[Saved entries]
▬▬▬▬▬▬▬▬▬▬
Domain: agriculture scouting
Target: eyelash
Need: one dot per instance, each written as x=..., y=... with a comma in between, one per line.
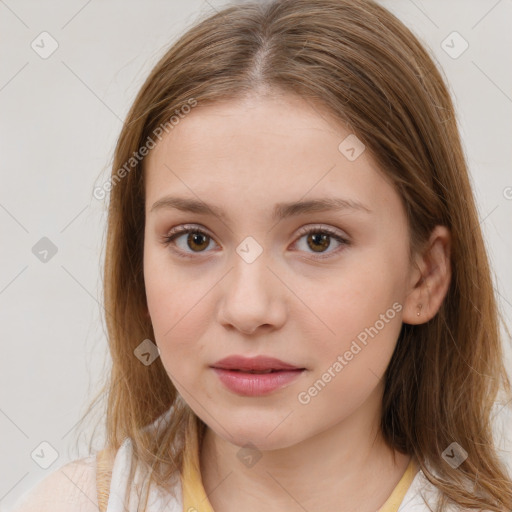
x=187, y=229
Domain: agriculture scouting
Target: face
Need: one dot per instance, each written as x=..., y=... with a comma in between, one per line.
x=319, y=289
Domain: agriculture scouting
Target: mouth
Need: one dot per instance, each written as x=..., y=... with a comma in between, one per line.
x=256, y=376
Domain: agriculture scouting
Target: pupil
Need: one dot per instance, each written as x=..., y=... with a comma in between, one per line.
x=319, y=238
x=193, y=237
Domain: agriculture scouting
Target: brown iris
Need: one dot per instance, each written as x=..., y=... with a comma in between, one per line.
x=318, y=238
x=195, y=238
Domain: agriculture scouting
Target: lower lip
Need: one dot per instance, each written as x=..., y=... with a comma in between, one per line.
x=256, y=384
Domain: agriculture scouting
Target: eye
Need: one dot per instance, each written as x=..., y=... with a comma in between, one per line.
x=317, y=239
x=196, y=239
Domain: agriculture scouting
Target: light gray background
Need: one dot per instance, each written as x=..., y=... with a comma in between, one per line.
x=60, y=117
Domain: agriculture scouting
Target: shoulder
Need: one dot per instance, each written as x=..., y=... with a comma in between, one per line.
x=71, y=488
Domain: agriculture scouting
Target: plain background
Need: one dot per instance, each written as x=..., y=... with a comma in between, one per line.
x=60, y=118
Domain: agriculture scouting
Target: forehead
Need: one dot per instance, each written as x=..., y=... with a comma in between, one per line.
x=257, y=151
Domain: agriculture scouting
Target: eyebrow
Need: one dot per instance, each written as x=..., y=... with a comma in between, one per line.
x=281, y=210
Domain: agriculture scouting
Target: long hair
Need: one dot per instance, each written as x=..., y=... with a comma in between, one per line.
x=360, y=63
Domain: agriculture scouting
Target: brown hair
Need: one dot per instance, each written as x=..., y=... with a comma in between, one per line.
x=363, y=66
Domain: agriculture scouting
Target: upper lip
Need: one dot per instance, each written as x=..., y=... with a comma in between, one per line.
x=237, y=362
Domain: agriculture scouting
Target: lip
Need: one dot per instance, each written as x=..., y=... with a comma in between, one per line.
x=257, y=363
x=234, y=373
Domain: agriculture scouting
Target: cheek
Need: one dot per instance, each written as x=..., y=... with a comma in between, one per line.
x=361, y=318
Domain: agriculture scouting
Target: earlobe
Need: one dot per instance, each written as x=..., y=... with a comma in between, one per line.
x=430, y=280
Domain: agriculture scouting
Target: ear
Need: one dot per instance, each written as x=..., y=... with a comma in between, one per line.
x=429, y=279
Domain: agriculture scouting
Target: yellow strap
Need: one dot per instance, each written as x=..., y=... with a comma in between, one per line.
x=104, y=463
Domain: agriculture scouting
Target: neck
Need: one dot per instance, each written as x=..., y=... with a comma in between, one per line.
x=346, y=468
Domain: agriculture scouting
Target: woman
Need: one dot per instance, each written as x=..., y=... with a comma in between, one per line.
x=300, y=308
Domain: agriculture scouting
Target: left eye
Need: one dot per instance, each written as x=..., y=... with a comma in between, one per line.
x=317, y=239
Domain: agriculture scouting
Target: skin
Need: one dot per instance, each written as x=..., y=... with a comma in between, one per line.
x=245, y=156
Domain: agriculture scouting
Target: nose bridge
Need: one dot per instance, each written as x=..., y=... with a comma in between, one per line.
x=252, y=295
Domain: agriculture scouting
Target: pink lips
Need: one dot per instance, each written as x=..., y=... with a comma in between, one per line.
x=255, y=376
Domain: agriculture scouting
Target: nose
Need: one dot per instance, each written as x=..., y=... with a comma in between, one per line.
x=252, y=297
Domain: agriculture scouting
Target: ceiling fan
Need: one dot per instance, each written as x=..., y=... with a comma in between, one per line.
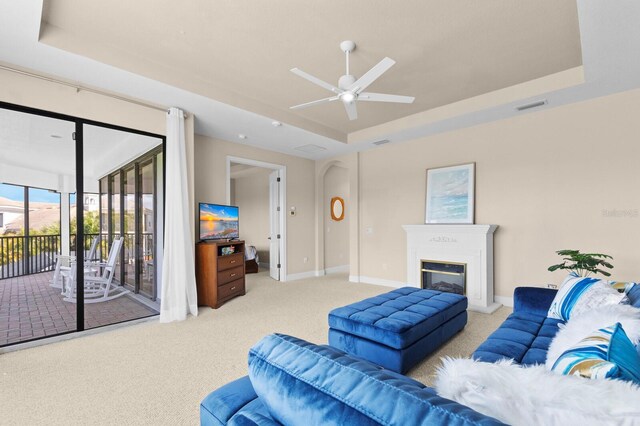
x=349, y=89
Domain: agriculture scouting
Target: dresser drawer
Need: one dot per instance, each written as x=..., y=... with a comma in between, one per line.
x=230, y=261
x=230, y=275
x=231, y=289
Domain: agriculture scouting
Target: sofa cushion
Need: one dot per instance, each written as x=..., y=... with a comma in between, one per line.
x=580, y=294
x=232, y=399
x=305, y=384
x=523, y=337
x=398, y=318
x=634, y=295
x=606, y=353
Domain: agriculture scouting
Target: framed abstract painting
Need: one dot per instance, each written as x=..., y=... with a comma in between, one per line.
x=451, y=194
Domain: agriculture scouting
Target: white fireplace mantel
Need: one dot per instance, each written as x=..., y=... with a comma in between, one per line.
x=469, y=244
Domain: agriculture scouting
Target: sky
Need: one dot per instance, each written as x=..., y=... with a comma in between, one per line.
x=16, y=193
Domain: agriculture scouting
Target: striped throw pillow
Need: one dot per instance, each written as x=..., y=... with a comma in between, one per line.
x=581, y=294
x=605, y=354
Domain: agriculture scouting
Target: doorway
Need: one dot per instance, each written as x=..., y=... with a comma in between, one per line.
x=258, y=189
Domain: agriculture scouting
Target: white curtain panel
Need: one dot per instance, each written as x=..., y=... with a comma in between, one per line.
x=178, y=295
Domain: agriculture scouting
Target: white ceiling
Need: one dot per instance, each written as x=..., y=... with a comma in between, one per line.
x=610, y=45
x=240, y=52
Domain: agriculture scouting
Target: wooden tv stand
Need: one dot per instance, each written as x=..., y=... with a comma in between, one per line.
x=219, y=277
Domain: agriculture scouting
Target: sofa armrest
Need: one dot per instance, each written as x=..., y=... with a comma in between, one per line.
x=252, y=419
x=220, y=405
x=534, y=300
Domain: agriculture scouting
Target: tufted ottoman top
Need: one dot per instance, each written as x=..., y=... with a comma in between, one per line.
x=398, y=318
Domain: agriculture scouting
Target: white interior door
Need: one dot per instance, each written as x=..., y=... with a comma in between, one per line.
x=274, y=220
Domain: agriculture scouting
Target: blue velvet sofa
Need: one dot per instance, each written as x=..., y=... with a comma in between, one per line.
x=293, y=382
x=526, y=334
▬▬▬▬▬▬▬▬▬▬
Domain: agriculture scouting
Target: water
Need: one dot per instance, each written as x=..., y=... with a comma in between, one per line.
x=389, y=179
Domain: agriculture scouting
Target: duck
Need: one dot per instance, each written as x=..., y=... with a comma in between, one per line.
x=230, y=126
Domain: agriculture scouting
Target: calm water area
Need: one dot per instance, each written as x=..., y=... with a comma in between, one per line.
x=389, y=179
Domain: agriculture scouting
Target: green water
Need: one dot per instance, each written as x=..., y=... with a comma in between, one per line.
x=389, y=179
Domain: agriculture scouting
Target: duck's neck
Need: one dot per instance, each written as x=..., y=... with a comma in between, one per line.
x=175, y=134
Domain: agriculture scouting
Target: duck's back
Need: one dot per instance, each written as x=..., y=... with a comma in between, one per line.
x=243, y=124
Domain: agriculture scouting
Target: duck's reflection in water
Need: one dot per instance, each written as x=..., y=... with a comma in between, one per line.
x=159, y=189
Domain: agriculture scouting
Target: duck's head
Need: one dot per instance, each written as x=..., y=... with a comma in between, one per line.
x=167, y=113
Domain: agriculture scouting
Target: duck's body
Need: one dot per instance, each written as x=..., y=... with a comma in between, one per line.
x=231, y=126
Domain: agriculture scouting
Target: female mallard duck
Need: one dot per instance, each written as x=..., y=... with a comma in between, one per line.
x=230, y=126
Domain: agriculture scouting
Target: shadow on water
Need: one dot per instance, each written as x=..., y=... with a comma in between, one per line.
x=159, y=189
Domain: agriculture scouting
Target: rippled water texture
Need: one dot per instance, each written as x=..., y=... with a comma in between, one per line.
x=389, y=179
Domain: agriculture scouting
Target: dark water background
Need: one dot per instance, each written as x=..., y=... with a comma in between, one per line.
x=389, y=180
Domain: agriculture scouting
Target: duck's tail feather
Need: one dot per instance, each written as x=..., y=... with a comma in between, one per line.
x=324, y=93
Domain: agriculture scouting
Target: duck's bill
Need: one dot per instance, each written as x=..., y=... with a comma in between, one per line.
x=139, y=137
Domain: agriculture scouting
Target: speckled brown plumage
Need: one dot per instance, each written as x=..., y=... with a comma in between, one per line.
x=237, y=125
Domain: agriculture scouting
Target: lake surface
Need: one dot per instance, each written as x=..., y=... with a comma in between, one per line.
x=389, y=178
▬▬▬▬▬▬▬▬▬▬
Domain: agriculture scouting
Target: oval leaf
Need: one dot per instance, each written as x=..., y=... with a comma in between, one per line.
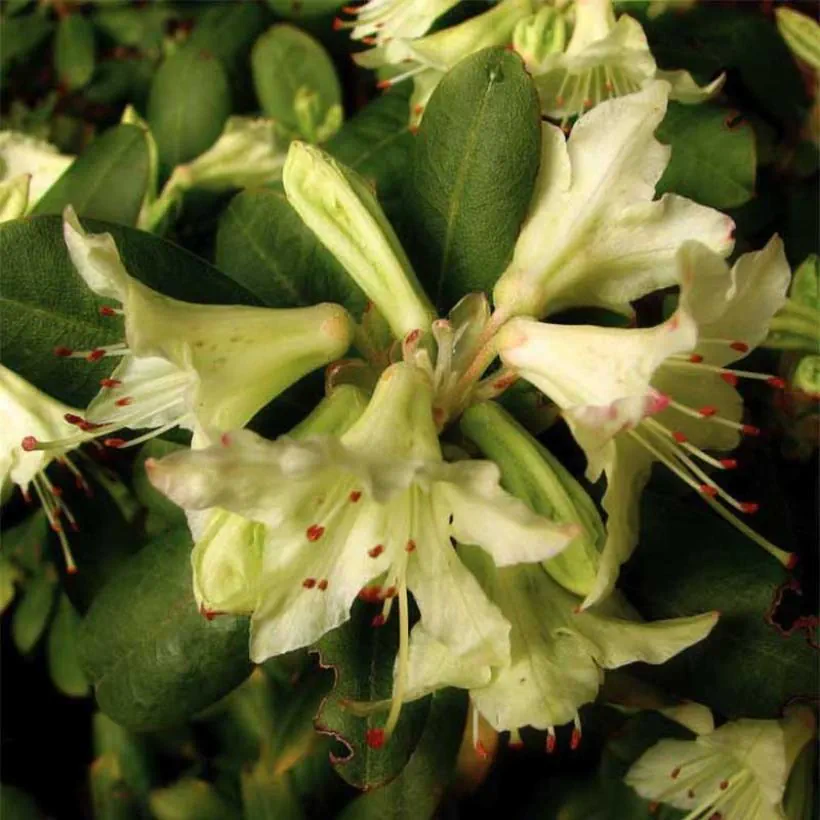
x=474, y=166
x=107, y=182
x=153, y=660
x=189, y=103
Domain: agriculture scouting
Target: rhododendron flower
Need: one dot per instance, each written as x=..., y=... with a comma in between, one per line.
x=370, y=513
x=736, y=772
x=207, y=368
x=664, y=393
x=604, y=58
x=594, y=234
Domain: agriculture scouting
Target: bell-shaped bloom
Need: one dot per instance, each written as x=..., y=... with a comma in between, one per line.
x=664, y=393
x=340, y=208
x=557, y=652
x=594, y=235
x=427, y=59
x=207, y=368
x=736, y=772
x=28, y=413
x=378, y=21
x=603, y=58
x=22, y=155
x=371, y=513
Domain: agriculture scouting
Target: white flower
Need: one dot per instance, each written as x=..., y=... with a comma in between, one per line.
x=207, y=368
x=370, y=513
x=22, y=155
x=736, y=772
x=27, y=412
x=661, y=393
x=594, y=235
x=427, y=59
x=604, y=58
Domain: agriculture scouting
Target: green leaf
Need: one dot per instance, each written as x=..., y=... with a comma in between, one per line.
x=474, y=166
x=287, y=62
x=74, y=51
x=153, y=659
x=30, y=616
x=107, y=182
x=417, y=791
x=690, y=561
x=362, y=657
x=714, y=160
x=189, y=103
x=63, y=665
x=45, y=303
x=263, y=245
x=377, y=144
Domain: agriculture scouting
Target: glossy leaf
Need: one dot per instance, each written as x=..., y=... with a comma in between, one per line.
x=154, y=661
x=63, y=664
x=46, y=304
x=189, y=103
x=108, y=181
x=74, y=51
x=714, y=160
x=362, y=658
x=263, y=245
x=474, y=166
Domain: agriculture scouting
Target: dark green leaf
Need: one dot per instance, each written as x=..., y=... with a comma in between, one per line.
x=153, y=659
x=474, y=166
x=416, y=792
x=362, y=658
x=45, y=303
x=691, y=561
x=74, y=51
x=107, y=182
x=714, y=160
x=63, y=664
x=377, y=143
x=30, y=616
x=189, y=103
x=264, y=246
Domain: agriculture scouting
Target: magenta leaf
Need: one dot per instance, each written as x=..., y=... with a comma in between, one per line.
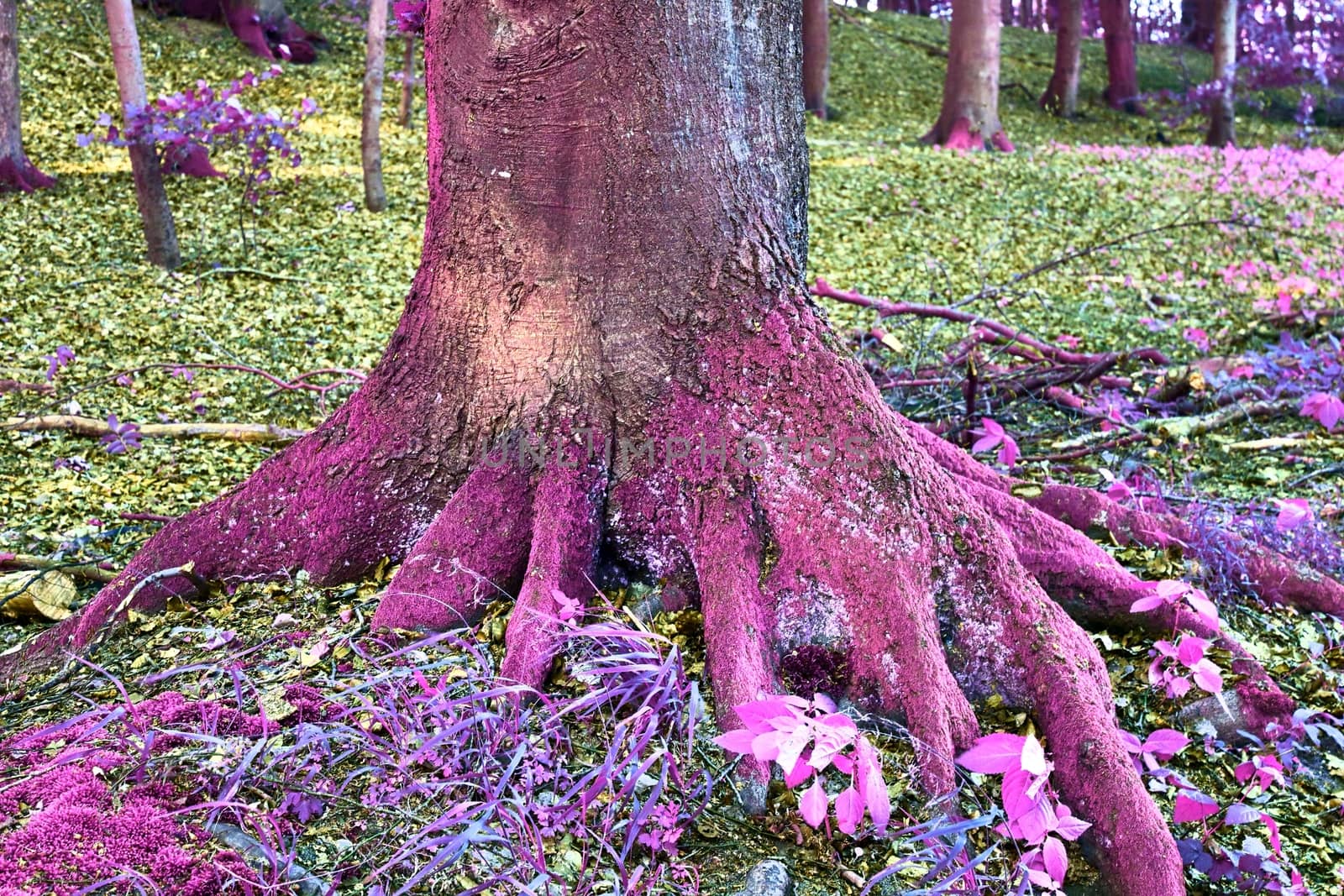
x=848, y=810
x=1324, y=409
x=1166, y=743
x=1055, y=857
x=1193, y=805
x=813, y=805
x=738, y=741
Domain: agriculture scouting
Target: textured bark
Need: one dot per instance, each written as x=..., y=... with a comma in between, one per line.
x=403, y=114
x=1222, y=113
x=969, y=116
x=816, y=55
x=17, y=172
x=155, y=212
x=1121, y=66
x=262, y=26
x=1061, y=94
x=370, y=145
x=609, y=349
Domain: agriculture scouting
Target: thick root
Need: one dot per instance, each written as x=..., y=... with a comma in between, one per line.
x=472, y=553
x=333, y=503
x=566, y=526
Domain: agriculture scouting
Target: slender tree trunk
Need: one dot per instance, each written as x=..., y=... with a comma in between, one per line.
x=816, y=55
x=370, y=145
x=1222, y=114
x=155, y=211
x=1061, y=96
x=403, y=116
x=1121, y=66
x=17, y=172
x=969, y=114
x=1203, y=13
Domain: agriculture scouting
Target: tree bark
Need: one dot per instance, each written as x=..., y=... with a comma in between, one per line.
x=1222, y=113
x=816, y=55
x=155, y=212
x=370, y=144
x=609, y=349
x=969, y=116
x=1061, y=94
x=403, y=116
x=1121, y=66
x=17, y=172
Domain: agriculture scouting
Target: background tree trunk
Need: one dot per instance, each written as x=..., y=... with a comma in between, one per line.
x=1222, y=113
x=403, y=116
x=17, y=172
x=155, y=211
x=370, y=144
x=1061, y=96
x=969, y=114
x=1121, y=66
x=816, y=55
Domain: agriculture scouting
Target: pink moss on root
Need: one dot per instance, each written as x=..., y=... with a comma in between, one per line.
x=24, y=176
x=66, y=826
▬▬▬▬▬▬▬▬▬▬
§ **Exercise description**
Say the number of data lines holding "ceiling", without any other words.

§ **Response to this exercise**
2